## DESCRIPTION OF THE TASK
Repeat every entry exactly as given.

## GIVEN RECORDS
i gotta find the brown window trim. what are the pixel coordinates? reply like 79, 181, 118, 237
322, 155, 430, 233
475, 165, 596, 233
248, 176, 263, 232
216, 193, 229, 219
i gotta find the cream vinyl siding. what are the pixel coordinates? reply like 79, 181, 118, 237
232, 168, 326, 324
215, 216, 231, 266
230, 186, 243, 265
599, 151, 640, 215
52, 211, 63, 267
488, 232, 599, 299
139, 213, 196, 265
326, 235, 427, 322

## WRITTEN RESPONSE
i gotta find the brown window trim. what are the pixel coordinates? reply like 79, 181, 118, 237
322, 155, 430, 233
475, 165, 596, 233
248, 176, 263, 232
216, 193, 229, 219
i gotta find the cream vinyl siding. what are the pixel coordinates? reply like 79, 181, 118, 237
232, 168, 326, 324
215, 216, 231, 266
230, 186, 243, 265
599, 151, 640, 215
52, 211, 63, 267
488, 232, 599, 299
139, 213, 196, 265
326, 235, 427, 322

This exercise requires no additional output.